▸ **Exercise aim**:
Filter out all lines without the word "white" from the data below, please, and copy the rest.

==== Available data ====

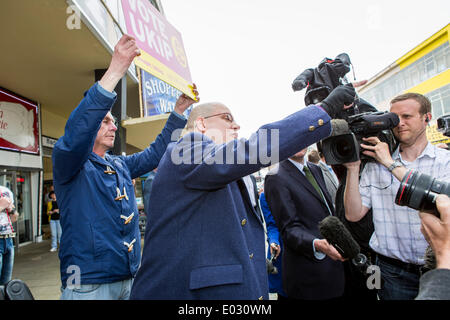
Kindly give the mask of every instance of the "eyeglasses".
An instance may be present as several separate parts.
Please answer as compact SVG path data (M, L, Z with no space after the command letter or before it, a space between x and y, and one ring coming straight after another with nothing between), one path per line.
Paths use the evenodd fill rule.
M207 117L203 117L203 118L204 119L208 119L208 118L211 118L211 117L216 117L216 116L221 116L221 115L225 115L225 120L227 120L227 121L229 121L231 123L234 122L233 116L231 115L231 113L228 113L228 112L213 114L212 116L207 116Z

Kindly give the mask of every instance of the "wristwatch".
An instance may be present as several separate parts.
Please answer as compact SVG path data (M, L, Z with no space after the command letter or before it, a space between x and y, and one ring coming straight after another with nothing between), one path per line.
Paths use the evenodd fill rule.
M402 167L402 166L403 166L403 163L401 163L400 161L394 161L394 163L392 163L389 166L388 170L389 170L389 172L392 172L392 170L394 170L395 168Z

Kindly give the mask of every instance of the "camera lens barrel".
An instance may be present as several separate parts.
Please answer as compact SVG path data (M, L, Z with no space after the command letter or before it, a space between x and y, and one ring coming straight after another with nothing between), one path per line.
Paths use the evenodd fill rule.
M436 197L439 194L450 196L450 184L416 170L410 170L402 179L395 203L439 217L436 209Z

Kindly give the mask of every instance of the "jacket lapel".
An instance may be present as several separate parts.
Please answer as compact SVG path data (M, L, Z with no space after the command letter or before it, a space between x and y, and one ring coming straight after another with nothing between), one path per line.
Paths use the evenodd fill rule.
M258 213L255 208L253 208L252 205L252 201L250 200L250 196L248 194L248 190L247 187L245 185L244 180L242 180L242 178L238 179L236 181L238 187L239 187L239 191L241 192L242 195L242 199L244 200L244 202L247 203L247 205L250 207L250 210L252 210L252 213L256 216L256 218L258 219L258 221L261 223L262 226L264 226L264 222L262 221L262 217L261 214ZM256 198L256 201L258 201L258 199Z
M323 202L322 197L317 193L316 189L314 189L314 187L311 185L308 179L306 179L305 175L301 173L295 165L293 165L289 160L281 162L280 165L283 166L283 168L288 171L290 176L294 177L295 180L301 183L301 185L307 191L309 191L313 196L315 196L317 199Z
M336 181L334 180L334 177L331 174L330 170L328 170L328 168L323 163L319 162L319 166L322 168L323 174L326 175L329 178L331 183L333 183L334 187L337 189L338 185L336 184Z
M314 176L314 179L316 179L317 184L319 185L320 189L322 190L322 194L325 197L325 200L328 202L328 206L329 208L334 208L334 205L332 204L333 201L331 200L328 192L324 192L324 190L327 190L327 187L325 185L325 181L323 181L323 179L320 179L317 174L319 173L318 170L314 170L313 168L311 168L311 165L309 165L308 163L308 168L311 170L312 175ZM319 168L320 169L320 168ZM320 170L322 171L322 170ZM323 181L323 183L322 183Z

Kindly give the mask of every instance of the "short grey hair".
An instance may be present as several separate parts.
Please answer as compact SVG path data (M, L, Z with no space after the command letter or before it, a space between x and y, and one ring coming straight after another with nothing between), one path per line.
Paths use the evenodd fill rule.
M195 121L198 118L212 116L217 108L222 106L225 107L225 105L220 102L207 102L195 106L189 114L186 129L189 131L194 130Z

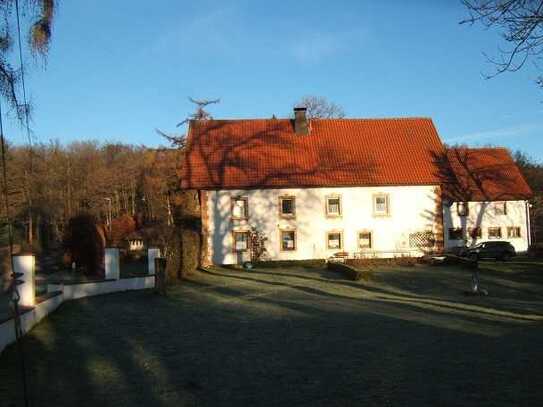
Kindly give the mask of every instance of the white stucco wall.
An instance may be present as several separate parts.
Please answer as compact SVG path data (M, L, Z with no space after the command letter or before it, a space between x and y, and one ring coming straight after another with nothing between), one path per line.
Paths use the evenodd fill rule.
M515 247L517 252L525 252L529 246L529 231L527 223L526 201L507 201L507 213L505 215L496 215L494 202L468 202L468 216L458 216L456 202L451 205L443 205L443 226L445 231L445 247L462 246L466 243L468 246L475 245L482 241L497 240L507 241ZM480 239L473 239L468 236L466 242L462 240L450 240L449 228L473 228L479 226L482 228ZM501 239L489 239L488 228L500 227L502 230ZM520 227L520 238L508 238L507 227ZM467 233L465 233L467 236Z
M373 215L374 194L389 194L390 215ZM326 216L326 196L339 194L342 216ZM295 219L279 216L279 197L296 197ZM249 219L233 220L232 197L248 198ZM359 252L358 232L372 231L373 248L365 250L377 257L420 255L409 247L409 234L436 232L437 195L435 186L354 187L209 191L207 194L208 245L214 264L236 264L249 259L233 252L233 231L260 230L267 238L266 248L272 260L303 260L328 258L338 250L327 249L326 232L343 232L343 251ZM297 249L281 251L281 229L296 229Z

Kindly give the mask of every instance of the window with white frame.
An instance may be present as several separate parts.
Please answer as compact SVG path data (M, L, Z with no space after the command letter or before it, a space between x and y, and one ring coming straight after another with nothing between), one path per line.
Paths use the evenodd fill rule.
M507 215L507 203L506 202L494 202L494 214L495 215Z
M232 198L232 219L247 219L249 217L249 198L238 196Z
M390 198L388 194L373 195L373 216L388 216L390 214Z
M326 216L341 216L341 197L339 195L326 197Z
M343 249L343 233L342 232L328 232L326 234L326 247L330 250Z
M245 252L249 249L249 232L233 232L234 251Z
M358 248L371 249L373 247L373 236L371 231L363 230L358 232Z
M293 218L296 216L296 198L293 196L279 197L279 215L282 218Z
M467 202L457 202L456 203L456 212L458 213L458 216L468 216L468 214L469 214L468 203Z
M509 226L507 228L507 237L508 238L518 238L518 237L520 237L520 227L518 227L518 226Z
M296 231L295 230L281 230L281 251L294 251L296 250Z
M488 228L488 238L489 239L501 239L502 237L502 228L501 227L490 227Z

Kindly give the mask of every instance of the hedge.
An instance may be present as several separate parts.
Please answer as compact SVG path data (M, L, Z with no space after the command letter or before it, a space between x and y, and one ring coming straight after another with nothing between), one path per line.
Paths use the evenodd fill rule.
M270 260L270 261L259 261L255 263L255 267L262 267L262 268L279 268L279 267L324 268L325 266L326 266L326 260L324 259Z

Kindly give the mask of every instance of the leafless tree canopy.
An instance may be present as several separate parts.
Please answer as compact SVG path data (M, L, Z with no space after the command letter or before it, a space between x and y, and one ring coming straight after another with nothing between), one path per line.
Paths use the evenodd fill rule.
M304 96L294 106L306 107L307 116L310 119L341 119L345 117L345 112L341 106L328 101L323 96Z
M496 27L508 47L499 49L497 58L487 57L496 70L493 77L507 71L518 71L543 52L543 0L462 0L469 17L461 24L482 23ZM541 77L538 82L542 84Z

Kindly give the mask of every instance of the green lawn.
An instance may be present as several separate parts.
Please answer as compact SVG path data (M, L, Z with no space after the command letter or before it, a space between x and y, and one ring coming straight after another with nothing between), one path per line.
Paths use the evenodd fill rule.
M24 341L36 406L543 405L543 268L213 268L64 304ZM0 404L20 395L14 347ZM20 404L19 404L20 405Z

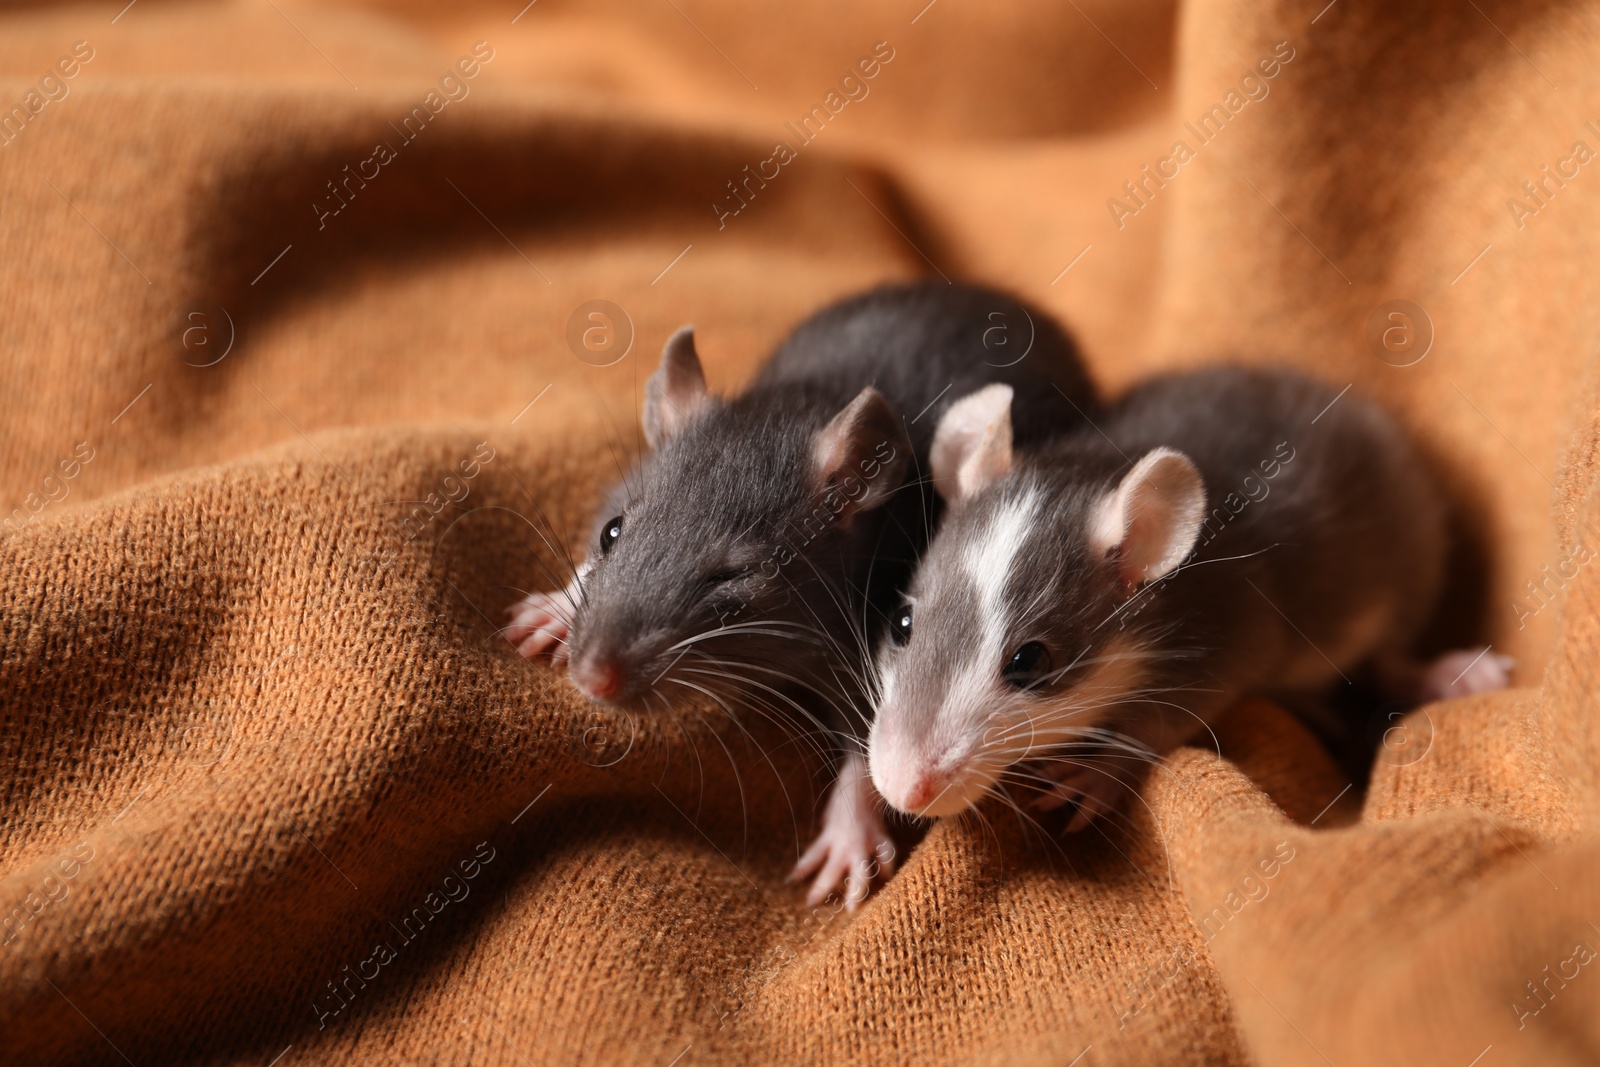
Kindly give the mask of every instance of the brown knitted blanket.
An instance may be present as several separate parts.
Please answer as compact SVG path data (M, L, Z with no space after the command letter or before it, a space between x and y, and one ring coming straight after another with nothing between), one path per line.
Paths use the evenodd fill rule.
M1594 5L123 3L0 13L0 1062L1600 1059ZM808 911L803 742L497 627L673 328L918 275L1375 398L1516 688Z

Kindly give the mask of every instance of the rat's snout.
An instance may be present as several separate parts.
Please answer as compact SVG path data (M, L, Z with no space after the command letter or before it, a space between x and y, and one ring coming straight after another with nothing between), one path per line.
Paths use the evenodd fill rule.
M581 624L581 623L580 623ZM659 641L632 633L574 630L568 639L572 658L567 678L590 700L642 711L664 673Z
M872 783L890 806L908 815L954 815L969 804L966 791L959 788L962 760L952 746L940 744L935 751L929 742L875 730L867 760Z
M892 807L908 815L939 818L972 805L964 788L965 768L948 760L910 759L898 766L874 764L872 781Z
M622 691L625 680L621 663L605 649L585 652L567 667L567 674L584 696L594 700L610 700Z
M950 775L943 771L923 768L910 777L910 783L903 798L905 803L896 804L895 807L921 815L950 788Z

====

▸ **Answer to this task**:
Kindly give the mask of every instance of the white stucco wall.
Kindly give the mask of every instance of the window with white frame.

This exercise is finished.